** START OF Supplied text **

I second Michael Bush. Having managed frame hives for 42 years before venturing into topbar hives, I would no sooner trade in my Langstroths for Warres than I would trade in my Smartphone and Toyota pickup for a Pony Express Post office horse. The only advantage that Warres have over Langstroths is that everybody says they are “cute”. You will get more women with a Warre than you will with a Langstroth. Warres and topbars are too small for our area, they are a mess to manage. Honey comb is extremely fragile, it must be contained within a frame for easy maintenance and inspections. Having to cut honey comb apart and having it break while inspecting a hive is a mess. You can achieve the same effects of a Warre with a foundationless eight frame Langstroth.


----------



## johnsof (Oct 14, 2014)

I have to take a crack at this. I have two Warres, one modified Warre (Warre with frames) and will install one nuc into a new 10-frame Lang in a week or so. So I'm small potatoes and I won't say what's better anyway.
There are some things about the Warre that are really nice. I happen to think the physical dimensions (a standard Warre body is a bit smaller inside than a 10-frame medium Lang body) along with the quilt box - which I think is genius - make for a nice compact winter cluster that seems to overwinter quite well. The quilt in my Warres gets soaking wet at the top surface from condensation and in my climate, sorry, I don't think a piece of styrofoam stuck up under the cover is going to cut it. Maybe in a climate where it isn't -15C for weeks on end every winter it would be a different story - but my bees stay nice and dry inside and I believe that the basically square shape is good for them vs. the rectangular shape of a Lang.

** END OF Supplied text **
** START OF Listed records **

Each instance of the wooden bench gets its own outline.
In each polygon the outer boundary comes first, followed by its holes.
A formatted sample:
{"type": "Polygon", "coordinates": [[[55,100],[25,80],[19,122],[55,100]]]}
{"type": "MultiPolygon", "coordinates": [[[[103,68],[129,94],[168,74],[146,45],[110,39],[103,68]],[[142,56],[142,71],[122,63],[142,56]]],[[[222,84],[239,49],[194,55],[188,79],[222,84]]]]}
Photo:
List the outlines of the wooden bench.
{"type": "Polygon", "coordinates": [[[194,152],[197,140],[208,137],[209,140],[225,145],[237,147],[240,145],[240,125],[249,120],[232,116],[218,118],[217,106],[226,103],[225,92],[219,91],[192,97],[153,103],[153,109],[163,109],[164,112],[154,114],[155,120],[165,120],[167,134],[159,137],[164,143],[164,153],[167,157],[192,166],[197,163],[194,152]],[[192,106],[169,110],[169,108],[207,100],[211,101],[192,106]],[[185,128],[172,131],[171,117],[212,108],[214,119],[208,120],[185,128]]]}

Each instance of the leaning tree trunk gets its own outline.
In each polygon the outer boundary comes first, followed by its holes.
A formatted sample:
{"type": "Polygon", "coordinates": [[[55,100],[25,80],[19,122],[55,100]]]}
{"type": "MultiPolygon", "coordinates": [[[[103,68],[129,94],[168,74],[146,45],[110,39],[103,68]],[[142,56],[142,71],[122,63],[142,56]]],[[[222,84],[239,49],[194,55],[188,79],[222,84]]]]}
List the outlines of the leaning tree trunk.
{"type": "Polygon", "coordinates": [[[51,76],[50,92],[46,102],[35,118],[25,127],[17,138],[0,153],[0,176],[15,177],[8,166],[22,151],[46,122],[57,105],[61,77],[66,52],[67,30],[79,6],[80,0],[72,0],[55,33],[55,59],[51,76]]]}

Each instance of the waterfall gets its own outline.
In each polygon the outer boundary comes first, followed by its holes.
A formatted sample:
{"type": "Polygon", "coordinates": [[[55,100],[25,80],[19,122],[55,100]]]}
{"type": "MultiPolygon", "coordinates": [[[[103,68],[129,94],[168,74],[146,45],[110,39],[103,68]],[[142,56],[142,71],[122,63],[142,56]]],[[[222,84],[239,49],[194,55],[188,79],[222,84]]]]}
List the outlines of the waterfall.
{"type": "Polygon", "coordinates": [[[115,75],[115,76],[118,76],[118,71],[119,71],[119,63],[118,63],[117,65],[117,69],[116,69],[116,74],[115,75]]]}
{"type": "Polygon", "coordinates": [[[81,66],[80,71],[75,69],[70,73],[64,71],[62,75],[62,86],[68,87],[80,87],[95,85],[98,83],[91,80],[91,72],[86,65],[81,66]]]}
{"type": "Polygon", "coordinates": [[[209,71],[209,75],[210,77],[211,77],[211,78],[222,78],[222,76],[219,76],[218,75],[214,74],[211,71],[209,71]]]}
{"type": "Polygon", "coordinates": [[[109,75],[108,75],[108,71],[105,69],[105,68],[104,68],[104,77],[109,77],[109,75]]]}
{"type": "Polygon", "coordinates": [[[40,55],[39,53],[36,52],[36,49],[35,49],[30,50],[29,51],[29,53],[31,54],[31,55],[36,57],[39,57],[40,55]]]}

** END OF Listed records **

*Aim*.
Please reproduce the part of the hive comparison text starting at "I have to take" and ending at "what's better anyway.", renaming "nuc" to "package" throughout.

*Output for this task*.
I have to take a crack at this. I have two Warres, one modified Warre (Warre with frames) and will install one package into a new 10-frame Lang in a week or so. So I'm small potatoes and I won't say what's better anyway.